= SET TASK =
Transcribe all of the records precisely as they are presented.
=====
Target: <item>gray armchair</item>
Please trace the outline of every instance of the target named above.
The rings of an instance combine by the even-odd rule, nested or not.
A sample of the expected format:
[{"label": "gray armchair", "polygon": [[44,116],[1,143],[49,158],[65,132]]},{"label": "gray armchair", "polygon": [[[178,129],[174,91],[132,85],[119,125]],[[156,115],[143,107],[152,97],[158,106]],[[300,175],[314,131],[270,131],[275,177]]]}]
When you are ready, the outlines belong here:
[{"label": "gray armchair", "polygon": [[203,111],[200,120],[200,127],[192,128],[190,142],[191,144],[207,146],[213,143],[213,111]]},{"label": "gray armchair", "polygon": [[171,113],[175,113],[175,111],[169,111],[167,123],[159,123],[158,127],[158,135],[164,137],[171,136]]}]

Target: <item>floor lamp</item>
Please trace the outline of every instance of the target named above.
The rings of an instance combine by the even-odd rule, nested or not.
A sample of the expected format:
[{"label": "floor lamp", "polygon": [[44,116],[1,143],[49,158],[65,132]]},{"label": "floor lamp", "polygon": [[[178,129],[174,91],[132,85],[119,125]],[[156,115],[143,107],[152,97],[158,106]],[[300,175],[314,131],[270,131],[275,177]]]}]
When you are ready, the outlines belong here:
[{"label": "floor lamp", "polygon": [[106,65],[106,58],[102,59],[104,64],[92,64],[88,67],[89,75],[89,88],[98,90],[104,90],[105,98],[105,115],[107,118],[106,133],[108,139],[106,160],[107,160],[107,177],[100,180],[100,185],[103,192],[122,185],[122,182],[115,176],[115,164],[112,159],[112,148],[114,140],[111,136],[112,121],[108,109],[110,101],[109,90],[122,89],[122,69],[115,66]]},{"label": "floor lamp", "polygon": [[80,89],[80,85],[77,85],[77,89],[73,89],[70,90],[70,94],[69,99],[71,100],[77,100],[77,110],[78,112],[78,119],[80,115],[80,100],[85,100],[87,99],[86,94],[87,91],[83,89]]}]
=====
= REPLY =
Target: <item>gray armchair</item>
Please trace the outline of every instance of the target named above.
The rings of an instance combine by the even-odd rule, nested or not.
A sample of the expected format:
[{"label": "gray armchair", "polygon": [[44,116],[1,143],[49,158],[65,132]]},{"label": "gray armchair", "polygon": [[[178,129],[174,91],[132,85],[119,125]],[[156,115],[143,107],[152,97],[158,106]],[[300,175],[314,131],[270,131],[275,177]]]}]
When you are ready, the outlines belong here:
[{"label": "gray armchair", "polygon": [[203,111],[200,120],[200,127],[192,128],[190,142],[191,144],[207,146],[213,143],[213,111]]},{"label": "gray armchair", "polygon": [[171,113],[175,113],[175,111],[169,111],[167,123],[159,123],[158,127],[158,135],[164,137],[171,136]]}]

Target: <item>floor lamp</item>
Please trace the outline of every instance of the target named above.
The rings of an instance combine by the even-odd rule, nested or not.
A sample of the expected format:
[{"label": "floor lamp", "polygon": [[44,116],[1,143],[49,158],[65,132]]},{"label": "floor lamp", "polygon": [[[178,129],[174,91],[132,85],[119,125]],[[156,115],[143,107],[152,97],[158,106]],[[300,175],[314,131],[270,131],[275,177]]]}]
When you are ready, the outlines belong here:
[{"label": "floor lamp", "polygon": [[106,65],[106,58],[102,59],[104,64],[92,64],[88,67],[89,75],[89,88],[98,90],[104,90],[105,98],[105,115],[107,118],[106,133],[108,139],[106,160],[107,160],[107,177],[100,180],[100,185],[103,192],[122,185],[122,182],[115,176],[115,164],[112,159],[112,148],[114,140],[111,136],[112,121],[108,109],[110,101],[109,90],[122,89],[122,69],[115,66]]},{"label": "floor lamp", "polygon": [[80,89],[80,85],[77,85],[77,89],[73,89],[70,90],[70,94],[69,99],[71,100],[77,100],[77,110],[78,112],[78,119],[80,115],[80,100],[85,100],[87,99],[86,94],[87,91],[83,89]]}]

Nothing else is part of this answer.